Items from a dataset
·····

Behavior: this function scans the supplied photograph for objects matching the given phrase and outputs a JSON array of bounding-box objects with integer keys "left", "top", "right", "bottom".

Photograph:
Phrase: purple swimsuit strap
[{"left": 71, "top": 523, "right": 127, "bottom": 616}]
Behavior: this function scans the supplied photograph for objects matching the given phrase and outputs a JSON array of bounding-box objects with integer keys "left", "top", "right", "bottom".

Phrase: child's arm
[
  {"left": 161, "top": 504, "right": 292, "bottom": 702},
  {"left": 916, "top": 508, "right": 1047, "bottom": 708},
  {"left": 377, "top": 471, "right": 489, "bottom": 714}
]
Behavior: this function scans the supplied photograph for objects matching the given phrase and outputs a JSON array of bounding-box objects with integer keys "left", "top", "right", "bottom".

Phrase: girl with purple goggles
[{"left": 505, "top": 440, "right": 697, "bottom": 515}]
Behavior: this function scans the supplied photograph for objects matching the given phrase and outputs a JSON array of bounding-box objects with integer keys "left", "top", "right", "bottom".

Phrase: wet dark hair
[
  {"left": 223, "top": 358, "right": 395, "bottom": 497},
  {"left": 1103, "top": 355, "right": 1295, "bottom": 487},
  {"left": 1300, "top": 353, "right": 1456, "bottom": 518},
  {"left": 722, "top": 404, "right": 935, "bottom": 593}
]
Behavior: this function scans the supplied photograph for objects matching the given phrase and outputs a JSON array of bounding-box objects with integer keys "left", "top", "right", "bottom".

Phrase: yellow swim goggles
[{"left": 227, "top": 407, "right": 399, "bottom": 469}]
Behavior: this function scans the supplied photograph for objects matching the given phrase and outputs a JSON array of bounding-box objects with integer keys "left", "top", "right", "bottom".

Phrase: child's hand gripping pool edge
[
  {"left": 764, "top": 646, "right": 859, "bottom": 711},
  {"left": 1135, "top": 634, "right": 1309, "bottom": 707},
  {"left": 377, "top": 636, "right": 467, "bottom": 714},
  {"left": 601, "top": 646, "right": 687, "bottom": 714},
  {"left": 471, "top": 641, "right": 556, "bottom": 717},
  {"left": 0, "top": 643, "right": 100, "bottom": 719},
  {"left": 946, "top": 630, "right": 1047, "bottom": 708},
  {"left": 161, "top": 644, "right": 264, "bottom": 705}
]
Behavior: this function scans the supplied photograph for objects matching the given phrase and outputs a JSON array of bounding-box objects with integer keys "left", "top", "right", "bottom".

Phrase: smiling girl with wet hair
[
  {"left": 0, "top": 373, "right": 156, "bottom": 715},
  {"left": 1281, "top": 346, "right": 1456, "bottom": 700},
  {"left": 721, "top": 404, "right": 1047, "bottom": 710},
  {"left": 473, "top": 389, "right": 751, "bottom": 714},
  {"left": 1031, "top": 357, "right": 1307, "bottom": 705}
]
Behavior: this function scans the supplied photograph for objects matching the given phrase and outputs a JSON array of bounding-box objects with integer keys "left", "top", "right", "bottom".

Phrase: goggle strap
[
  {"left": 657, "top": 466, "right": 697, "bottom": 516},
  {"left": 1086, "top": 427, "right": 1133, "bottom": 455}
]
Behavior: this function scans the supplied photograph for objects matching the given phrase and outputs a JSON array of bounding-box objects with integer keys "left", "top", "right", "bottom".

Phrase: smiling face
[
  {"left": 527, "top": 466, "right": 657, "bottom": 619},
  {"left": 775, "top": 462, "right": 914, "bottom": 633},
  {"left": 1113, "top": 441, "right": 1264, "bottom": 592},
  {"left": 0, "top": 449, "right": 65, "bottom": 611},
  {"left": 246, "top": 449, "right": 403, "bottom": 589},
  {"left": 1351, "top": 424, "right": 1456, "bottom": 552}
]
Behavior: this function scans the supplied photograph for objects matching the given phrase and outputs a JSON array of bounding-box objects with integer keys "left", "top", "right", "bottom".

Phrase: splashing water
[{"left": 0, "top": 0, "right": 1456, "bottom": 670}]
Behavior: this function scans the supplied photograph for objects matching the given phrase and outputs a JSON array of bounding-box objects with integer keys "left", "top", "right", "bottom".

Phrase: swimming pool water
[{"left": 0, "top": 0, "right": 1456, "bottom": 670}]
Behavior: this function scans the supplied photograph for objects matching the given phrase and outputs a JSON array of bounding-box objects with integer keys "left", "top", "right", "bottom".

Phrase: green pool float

·····

• WHAT NEEDS TO BE DONE: Show every line of the rows above that contains the word "smiling". Case counts.

• TASK ANSWER:
Phrase: smiling girl with wet hair
Phrase: smiling face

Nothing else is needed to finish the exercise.